>> START PROVIDED DATA

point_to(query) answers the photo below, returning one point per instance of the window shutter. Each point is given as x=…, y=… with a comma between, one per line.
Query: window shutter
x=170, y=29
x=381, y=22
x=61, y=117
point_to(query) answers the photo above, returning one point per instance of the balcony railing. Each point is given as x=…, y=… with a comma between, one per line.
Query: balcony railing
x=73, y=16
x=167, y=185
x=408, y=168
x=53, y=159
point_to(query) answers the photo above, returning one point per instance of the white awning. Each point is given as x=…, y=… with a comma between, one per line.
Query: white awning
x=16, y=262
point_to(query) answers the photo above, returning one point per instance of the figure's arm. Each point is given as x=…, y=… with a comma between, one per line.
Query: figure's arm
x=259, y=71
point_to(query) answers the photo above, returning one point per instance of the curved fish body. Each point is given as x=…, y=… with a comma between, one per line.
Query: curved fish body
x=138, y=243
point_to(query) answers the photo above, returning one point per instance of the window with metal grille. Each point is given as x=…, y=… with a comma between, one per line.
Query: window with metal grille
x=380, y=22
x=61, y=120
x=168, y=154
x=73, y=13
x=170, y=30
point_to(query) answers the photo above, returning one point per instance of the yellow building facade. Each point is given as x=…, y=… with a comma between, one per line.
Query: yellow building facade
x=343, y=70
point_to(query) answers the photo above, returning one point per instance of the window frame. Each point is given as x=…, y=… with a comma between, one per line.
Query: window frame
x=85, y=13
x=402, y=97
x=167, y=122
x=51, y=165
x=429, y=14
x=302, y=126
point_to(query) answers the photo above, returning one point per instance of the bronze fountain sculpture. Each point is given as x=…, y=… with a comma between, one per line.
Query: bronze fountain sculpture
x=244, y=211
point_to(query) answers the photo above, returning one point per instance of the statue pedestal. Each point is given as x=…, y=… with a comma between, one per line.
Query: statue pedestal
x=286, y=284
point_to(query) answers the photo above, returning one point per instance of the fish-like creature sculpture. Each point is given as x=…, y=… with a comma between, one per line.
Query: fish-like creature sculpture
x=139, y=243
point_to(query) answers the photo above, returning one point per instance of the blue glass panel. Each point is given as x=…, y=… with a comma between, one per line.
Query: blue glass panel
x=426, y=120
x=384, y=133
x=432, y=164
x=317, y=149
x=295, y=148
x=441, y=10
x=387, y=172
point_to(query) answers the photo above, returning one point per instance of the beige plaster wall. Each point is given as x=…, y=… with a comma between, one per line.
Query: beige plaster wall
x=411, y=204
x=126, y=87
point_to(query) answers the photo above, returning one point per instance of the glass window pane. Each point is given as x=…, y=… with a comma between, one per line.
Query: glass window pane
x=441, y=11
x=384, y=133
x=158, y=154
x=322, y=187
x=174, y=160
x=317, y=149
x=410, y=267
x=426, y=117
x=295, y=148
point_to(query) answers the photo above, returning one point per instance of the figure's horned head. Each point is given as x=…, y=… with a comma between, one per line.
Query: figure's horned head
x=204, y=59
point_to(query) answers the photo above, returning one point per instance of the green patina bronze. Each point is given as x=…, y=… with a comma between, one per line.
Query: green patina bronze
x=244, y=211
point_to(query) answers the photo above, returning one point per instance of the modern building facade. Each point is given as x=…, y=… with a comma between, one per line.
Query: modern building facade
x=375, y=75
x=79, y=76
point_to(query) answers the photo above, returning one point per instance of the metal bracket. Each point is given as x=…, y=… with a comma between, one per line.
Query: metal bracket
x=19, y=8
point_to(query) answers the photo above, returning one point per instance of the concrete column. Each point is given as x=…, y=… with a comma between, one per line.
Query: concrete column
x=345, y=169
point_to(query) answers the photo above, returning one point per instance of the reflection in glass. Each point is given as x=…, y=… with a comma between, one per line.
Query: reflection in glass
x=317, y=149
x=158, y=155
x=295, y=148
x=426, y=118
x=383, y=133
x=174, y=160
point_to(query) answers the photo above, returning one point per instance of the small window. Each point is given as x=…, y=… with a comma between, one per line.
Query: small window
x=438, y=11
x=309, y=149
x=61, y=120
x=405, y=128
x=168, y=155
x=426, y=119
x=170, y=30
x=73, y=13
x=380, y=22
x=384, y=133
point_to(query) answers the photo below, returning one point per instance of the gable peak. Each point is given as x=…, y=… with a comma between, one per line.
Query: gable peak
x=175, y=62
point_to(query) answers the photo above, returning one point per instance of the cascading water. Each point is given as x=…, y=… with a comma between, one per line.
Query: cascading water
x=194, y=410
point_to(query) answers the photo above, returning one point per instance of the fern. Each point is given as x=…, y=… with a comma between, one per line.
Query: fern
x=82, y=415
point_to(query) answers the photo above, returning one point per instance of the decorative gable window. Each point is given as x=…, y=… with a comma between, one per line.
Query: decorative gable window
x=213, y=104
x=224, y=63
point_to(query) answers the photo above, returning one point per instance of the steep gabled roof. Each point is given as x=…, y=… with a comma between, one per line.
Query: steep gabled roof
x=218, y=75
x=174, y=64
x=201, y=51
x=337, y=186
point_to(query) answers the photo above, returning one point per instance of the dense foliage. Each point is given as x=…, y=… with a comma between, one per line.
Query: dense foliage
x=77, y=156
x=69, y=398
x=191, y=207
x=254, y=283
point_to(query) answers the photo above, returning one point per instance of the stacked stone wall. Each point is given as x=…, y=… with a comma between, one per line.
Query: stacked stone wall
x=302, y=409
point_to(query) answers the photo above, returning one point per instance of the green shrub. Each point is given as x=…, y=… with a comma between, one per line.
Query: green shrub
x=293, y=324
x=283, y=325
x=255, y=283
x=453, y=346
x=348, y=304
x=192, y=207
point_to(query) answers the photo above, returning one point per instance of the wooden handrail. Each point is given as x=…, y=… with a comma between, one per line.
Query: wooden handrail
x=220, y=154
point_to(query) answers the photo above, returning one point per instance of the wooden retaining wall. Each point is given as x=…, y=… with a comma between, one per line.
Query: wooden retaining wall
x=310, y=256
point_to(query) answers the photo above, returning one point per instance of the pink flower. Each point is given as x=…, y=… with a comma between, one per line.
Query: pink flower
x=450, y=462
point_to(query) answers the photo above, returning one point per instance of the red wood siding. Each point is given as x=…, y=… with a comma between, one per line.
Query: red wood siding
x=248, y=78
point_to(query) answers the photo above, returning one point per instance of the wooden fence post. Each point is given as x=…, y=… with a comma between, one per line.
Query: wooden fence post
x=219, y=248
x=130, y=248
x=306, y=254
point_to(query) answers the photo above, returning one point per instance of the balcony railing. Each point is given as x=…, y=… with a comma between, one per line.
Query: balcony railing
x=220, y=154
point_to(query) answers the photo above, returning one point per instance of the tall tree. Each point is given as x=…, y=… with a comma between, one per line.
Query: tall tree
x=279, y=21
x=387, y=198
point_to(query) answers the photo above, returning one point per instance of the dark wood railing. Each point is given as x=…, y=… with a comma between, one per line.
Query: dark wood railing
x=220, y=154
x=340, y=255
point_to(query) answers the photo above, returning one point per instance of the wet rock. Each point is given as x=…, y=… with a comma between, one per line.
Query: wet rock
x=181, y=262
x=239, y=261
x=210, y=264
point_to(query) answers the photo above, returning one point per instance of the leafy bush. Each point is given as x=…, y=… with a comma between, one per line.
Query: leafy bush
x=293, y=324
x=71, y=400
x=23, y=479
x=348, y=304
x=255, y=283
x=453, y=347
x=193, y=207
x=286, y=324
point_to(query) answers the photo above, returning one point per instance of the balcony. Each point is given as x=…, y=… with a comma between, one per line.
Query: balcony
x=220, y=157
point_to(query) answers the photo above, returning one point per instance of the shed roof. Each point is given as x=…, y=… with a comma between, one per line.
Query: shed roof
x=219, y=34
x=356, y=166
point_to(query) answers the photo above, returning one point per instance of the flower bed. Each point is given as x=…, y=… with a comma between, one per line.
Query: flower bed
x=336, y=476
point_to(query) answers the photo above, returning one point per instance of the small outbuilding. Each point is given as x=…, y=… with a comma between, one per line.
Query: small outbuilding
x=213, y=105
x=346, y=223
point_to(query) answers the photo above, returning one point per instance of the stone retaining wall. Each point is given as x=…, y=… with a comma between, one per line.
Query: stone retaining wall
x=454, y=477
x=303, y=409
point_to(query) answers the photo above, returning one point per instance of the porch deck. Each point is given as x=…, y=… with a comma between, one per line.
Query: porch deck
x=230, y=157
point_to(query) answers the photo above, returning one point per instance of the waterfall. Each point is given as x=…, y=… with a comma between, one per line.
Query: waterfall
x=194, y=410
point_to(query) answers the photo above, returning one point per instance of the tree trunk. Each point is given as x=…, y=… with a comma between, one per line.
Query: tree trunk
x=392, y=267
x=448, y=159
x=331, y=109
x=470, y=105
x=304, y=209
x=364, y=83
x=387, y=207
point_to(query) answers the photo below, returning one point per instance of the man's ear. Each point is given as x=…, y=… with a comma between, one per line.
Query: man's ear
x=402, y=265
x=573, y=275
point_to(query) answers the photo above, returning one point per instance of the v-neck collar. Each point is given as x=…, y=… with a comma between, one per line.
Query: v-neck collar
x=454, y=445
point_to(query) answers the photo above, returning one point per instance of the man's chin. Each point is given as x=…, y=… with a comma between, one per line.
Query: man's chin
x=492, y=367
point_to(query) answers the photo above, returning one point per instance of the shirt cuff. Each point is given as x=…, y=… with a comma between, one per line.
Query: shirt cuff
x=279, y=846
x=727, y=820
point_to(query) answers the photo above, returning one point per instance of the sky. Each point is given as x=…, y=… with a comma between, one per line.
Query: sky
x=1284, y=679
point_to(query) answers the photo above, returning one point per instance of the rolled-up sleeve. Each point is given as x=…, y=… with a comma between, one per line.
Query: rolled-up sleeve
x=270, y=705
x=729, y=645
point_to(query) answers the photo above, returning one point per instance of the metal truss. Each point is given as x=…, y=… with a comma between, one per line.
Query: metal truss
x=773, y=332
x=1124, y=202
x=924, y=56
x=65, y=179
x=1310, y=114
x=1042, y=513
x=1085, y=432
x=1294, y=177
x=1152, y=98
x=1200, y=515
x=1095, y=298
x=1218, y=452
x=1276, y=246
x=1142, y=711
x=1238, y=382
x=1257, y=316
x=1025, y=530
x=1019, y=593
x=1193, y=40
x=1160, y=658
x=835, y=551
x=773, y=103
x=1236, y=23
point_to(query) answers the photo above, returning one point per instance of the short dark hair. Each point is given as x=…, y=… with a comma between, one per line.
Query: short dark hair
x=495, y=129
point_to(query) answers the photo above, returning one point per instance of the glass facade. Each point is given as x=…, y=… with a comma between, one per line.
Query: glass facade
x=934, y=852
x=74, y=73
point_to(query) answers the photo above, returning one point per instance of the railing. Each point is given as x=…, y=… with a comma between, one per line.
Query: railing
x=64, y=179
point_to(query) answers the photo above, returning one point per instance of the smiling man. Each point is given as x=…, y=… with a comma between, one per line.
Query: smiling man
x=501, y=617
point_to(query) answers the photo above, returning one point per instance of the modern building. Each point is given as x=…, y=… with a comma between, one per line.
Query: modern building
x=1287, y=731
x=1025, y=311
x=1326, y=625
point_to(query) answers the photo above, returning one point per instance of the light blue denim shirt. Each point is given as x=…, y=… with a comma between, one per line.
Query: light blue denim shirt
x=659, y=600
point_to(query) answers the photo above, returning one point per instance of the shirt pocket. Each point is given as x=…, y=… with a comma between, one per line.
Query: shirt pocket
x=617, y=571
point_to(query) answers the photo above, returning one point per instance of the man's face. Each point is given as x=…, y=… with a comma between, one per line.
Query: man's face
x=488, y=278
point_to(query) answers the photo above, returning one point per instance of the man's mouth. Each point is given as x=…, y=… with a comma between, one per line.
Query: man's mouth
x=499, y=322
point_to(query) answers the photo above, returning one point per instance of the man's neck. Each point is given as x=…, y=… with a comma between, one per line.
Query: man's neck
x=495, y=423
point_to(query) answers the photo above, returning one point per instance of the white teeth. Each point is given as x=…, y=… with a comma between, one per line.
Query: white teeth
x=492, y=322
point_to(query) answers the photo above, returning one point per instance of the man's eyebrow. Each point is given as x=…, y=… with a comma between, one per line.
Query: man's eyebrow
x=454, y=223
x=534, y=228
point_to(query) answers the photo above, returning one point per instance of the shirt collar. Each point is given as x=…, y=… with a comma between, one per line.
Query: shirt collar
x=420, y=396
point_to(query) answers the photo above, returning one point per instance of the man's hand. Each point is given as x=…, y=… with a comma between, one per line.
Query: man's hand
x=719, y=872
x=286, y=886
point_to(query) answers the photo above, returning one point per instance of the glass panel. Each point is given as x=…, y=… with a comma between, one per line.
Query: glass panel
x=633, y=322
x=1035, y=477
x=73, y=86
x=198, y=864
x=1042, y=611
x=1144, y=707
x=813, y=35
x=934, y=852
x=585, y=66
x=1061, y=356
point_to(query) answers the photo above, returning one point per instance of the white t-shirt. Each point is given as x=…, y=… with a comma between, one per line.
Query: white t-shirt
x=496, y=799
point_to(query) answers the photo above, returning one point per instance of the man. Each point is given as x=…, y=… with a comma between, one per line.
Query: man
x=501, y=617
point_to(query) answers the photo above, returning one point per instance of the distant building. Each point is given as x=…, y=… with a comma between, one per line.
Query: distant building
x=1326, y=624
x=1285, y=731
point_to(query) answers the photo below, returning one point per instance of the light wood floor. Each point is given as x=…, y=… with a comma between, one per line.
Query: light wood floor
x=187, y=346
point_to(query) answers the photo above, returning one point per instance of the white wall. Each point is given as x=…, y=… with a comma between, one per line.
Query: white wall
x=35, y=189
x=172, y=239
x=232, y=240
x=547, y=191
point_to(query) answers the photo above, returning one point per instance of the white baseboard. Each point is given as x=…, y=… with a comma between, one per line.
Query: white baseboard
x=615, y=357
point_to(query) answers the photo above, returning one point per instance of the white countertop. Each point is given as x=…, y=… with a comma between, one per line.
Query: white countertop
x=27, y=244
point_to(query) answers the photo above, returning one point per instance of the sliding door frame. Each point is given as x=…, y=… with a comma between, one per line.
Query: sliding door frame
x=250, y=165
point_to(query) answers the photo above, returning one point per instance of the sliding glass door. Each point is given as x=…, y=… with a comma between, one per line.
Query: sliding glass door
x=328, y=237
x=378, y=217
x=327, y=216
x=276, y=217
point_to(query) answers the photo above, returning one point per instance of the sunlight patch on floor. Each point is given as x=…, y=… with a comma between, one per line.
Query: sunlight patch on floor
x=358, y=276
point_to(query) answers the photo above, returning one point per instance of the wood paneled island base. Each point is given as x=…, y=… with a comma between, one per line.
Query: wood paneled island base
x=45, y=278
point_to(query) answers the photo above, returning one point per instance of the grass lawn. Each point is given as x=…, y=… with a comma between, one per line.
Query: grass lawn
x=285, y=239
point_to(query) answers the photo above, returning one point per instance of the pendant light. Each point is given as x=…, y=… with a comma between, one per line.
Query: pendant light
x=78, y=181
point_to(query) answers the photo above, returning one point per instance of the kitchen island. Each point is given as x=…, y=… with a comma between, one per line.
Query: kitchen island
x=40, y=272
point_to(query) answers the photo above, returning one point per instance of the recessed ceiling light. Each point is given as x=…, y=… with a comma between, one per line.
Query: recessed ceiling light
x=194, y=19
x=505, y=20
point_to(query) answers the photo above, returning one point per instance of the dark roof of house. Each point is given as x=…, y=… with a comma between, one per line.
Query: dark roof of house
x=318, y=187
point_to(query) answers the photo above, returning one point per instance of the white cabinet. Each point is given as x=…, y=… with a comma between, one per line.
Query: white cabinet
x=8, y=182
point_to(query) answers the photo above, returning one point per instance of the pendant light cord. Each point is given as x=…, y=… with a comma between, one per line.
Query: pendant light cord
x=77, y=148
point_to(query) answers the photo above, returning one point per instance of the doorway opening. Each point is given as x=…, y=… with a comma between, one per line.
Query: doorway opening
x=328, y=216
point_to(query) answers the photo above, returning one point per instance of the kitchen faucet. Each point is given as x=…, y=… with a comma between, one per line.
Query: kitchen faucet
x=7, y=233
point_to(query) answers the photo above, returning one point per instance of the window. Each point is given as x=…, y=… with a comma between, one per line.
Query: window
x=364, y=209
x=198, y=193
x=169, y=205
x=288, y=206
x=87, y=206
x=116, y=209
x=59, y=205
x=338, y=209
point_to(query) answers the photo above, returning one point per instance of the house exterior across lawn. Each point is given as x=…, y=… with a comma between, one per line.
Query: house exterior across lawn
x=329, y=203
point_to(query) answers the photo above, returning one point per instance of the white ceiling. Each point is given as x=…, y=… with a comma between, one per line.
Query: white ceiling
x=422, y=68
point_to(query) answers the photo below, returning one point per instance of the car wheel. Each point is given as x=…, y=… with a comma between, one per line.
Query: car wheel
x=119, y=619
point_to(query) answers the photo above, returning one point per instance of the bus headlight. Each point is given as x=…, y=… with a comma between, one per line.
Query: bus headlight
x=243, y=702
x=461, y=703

>> END PROVIDED DATA

Reproduce verbatim the material from the line containing "of the smiling" through the line containing "x=617, y=571", including both of those lines.

point_to(query) answers the photo above, returning one point per instance of the smiling man. Each point is given as x=…, y=… with a comma between, one per line.
Query: smiling man
x=501, y=617
point_to(query) answers the photo above, returning one point per instance of the modern building. Each point is given as x=…, y=… with a comma between, one per line.
Query: modern building
x=1287, y=731
x=1025, y=311
x=1326, y=625
point_to(query) answers the photo above, returning one point per instance of the light blue denim shirt. Each point is given as x=…, y=… with a comma between, one per line.
Query: light blue denim shirt
x=659, y=600
point_to(query) answers the photo above, returning one point per instance of the shirt pocket. Each point is given as x=…, y=… with a comma between, one per line.
Query: shirt pocket
x=617, y=571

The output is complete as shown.